◆ Data
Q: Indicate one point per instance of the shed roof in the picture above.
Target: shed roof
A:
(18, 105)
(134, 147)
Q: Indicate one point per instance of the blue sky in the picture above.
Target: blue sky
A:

◆ Activity
Send back all the records above word for word.

◆ Written solution
Q: Indicate one point per instance of the shed roof in the picture above.
Target: shed roof
A:
(18, 105)
(134, 147)
Q: Indicate one point per instance of the blue sky in the picture above.
Target: blue sky
A:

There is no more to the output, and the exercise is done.